■ **TASK DIRECTIONS**: The material below must be restated exactly, line by line.

-------- MATERIAL PROVIDED --------

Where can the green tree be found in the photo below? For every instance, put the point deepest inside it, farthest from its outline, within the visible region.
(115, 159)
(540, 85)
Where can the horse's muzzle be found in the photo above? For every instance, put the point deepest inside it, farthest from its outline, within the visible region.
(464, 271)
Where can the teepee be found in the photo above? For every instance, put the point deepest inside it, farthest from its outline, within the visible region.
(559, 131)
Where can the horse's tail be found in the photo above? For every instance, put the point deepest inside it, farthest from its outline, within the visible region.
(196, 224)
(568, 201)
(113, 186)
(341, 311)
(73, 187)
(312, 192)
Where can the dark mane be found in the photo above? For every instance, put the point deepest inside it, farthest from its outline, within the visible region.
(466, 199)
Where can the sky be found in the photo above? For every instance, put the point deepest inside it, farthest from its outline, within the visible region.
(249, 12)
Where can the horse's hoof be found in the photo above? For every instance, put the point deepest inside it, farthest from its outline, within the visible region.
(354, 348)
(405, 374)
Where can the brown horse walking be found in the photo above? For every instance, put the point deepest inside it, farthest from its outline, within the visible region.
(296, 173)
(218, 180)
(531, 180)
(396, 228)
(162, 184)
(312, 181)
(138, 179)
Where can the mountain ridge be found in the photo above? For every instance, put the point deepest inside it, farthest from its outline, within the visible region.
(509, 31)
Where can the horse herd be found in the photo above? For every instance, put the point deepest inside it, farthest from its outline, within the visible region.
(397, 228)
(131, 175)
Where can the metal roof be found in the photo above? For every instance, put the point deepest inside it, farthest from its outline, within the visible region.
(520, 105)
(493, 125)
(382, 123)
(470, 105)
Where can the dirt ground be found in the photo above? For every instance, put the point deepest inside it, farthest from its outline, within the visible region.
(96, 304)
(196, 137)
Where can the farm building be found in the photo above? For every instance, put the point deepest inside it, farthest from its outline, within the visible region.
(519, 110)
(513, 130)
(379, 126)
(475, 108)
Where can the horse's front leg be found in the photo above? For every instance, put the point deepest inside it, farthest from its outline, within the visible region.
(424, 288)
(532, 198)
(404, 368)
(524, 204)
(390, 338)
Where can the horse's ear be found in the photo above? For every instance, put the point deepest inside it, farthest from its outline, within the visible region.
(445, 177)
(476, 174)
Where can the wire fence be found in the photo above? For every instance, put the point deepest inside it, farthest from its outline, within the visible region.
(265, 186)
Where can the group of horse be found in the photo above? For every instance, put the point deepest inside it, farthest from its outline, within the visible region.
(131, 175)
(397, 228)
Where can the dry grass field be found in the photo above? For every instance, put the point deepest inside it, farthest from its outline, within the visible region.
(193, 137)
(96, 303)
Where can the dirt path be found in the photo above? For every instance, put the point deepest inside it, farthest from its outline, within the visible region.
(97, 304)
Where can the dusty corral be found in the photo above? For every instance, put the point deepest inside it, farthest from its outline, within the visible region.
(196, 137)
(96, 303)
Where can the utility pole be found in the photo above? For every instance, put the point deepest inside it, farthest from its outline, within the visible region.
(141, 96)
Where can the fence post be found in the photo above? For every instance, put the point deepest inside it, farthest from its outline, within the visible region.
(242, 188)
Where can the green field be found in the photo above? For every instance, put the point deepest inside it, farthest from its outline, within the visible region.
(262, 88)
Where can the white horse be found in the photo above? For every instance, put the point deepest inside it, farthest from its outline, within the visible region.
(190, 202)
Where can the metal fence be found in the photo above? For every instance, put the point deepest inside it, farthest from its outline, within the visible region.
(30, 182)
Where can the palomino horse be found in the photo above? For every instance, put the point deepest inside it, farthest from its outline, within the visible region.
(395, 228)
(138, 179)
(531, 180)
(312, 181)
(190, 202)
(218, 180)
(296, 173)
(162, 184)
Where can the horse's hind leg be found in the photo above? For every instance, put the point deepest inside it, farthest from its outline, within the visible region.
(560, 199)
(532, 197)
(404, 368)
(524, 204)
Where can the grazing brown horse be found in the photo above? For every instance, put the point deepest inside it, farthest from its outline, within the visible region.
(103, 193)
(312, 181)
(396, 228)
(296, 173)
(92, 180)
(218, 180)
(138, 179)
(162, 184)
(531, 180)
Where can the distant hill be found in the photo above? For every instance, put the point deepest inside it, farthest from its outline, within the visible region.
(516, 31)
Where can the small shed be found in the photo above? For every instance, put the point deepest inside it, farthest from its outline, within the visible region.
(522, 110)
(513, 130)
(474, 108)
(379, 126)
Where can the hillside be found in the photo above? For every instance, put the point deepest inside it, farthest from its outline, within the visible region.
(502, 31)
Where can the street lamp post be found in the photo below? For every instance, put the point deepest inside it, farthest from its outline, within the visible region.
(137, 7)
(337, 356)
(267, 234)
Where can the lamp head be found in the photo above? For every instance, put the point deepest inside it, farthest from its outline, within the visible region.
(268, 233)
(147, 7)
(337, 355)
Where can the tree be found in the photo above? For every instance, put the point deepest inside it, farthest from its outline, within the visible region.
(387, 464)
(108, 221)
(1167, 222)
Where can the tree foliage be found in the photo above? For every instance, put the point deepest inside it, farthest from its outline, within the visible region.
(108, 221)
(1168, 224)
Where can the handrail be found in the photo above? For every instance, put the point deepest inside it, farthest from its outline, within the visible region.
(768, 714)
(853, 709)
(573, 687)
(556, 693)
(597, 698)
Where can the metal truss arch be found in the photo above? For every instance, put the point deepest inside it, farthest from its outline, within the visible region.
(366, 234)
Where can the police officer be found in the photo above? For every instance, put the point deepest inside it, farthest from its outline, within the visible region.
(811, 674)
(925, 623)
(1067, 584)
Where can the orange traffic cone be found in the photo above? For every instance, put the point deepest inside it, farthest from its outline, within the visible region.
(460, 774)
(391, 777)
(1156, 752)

--------

■ **RESULT FOR THIS EXERCISE**:
Where can the green tree be found in the photo below? For every instance, put the point deepest inside it, farthest from its outline, within the visible region.
(115, 159)
(540, 85)
Where can the horse's muzzle be found in the photo above? For every instance, put the point deepest inside it, farthest from its outline, within the visible region.
(464, 271)
Where can the teepee be found in the photo above? For every instance, put the point deepest inside it, farthest from its outline, within the visible region.
(559, 131)
Where can the horse's tail be found in the photo above? For every instance, put the point deepest inside it, farthest from its outline, within the visible region.
(196, 224)
(568, 201)
(113, 186)
(341, 311)
(73, 187)
(312, 192)
Where can the dark mane be found in the photo above? For every instance, put the point deepest inside it, farthest from its outline, within the visible region.
(466, 199)
Where can the sky be found in the photo above? For every instance, put the point deepest inside it, farthest from its outline, within the visible region.
(249, 12)
Where can the horse's hoof be found in the photo above? For every instance, put the point deepest inside it, farthest from its outline, within the visible region.
(354, 348)
(405, 374)
Where can the brown horse walking be found in the photo above? For every instance, put the point deepest inside it, farthest from its outline, within the visible region.
(296, 173)
(218, 180)
(531, 180)
(396, 228)
(162, 184)
(312, 181)
(138, 179)
Where can the mountain ridge be found in the photo above? For every instance, put the point deepest inside it, farthest from its outline, within the visible region.
(509, 31)
Where can the horse herd be found in the photo above? For every instance, put the point deepest inside it, farthest from its outline, within the visible region.
(397, 228)
(131, 175)
Where can the metal roof be found in the photo above? For every instance, put the point deepest inside it, farthest from its outline, within the visible region.
(520, 105)
(493, 125)
(382, 123)
(470, 105)
Where can the dirt ground be found in the photo above? For every instance, put the point deepest inside it, farthest from its outline, within the visible region.
(96, 304)
(196, 137)
Where can the farm building be found in the photo above? For every instance, put the point deepest inside it, farthest from its outline, within the visible region.
(519, 110)
(513, 130)
(379, 126)
(475, 108)
Where can the horse's front leg be found in the photo above? For every instance, put the point deepest inside it, farthest from its outline, within the visible region.
(424, 288)
(532, 198)
(404, 368)
(524, 204)
(390, 338)
Where can the horse's ear be found in the photo above? For every instance, put the point deepest inside it, farthest from its outline, within the visible region.
(445, 177)
(476, 174)
Where can the wire fence be found in the photo above? For every instance, put the point deepest inside it, farthest from its outline, within the visible region.
(265, 186)
Where can the group of horse be found in the photo above? For every instance, put the point deepest inside it, farthest from its outline, within the visible region.
(131, 175)
(397, 228)
Where can the dry grass field be found in the photo above? For every instance, put the point deepest inside it, farthest from its outline, within the visible region.
(193, 137)
(96, 303)
Where can the dirt path be found in the photo above? For every instance, put the point deepest inside it, farthest from its outline, within the visible region.
(97, 304)
Where can the dusty corral be found in the photo above? For every instance, put the point deepest inside it, farthest from its outline, within the visible region.
(196, 137)
(96, 303)
Where can the utility pole be found in the photo above? For every instance, put the point deepest inside it, farthest from its outline, within the visible region.
(141, 96)
Where can the fence post be found in the photo above? For every instance, put the point deepest inside it, farthest from its outline, within the visible region.
(242, 188)
Where can the green field be found in the photo above? For every instance, put the point deepest inside it, farthest from its outline, within the visible region.
(262, 88)
Where can the white horse be found in the photo above? For every instance, put the point deepest inside it, farthest from its outline, within the visible region.
(190, 202)
Where can the metal fence be found in the photo above? For every instance, put the point deepest inside it, farthest from its outline, within the visible region.
(30, 182)
Where can the palomino horse be found in the photo above? For every instance, put the point deepest inside it, farthest from its outline, within the visible region.
(395, 228)
(138, 179)
(531, 180)
(312, 181)
(190, 202)
(218, 180)
(296, 173)
(162, 184)
Where can the horse's hind leg be found in the photo above? For every instance, put the point deepest inside it, farthest from its outline, within the visible region.
(560, 199)
(532, 197)
(404, 368)
(524, 204)
Where can the grazing brown horse be found in the photo above? For every instance, put the point deepest inside it, farthest from its outline, within the visible region.
(103, 193)
(312, 181)
(396, 228)
(296, 173)
(92, 180)
(218, 180)
(138, 179)
(162, 184)
(531, 180)
Where can the distant hill be found in the photo above? For every instance, put the point deepest inside it, farthest from its outline, within the visible region.
(516, 31)
Where can the small shed be found in the photo above? For every instance, put the point deepest inside it, farthest from its outline, within the visible region.
(522, 110)
(513, 130)
(474, 108)
(379, 126)
Where can the hillside be found in the photo above? For every instance, put the point deepest inside it, farthest from its outline, within the visible region.
(502, 31)
Where can the street lamp post be found in the photo below? For every instance, put the point deepest inside it, farthest from its outline, within the visible region.
(137, 7)
(337, 356)
(267, 234)
Where can the lamp head be found in the photo above? For every instance, put the point deepest inside it, farthest from its outline, within the visible region.
(268, 233)
(147, 7)
(337, 355)
Where can the tree be found in the photo above? For every instance, put the point deepest inside it, farthest from its outline, within the visible region.
(387, 464)
(108, 221)
(1167, 222)
Where can the tree foliage be found in the photo above? For every instance, put the point deepest inside it, farthest from its outline, within the visible region.
(108, 221)
(1168, 224)
Where can the handrail be found in the photo above? For every instance, put the point deepest inside it, farthest from its outline, within the visible region.
(768, 714)
(853, 709)
(573, 687)
(556, 693)
(597, 698)
Where can the metal truss arch be found in the photo above? For every instance, put the point deepest inside it, farthest from its outline, within the visible region.
(366, 234)
Where can the police officer be found in the photo above? For every instance, put the point deepest inside it, farthest from its outline, within the visible region.
(811, 674)
(925, 623)
(1067, 584)
Where can the orange traffic cone be found in the photo above? For every instance, put the point deepest inside it, farthest from its outline, within the visible region.
(460, 774)
(391, 777)
(1156, 752)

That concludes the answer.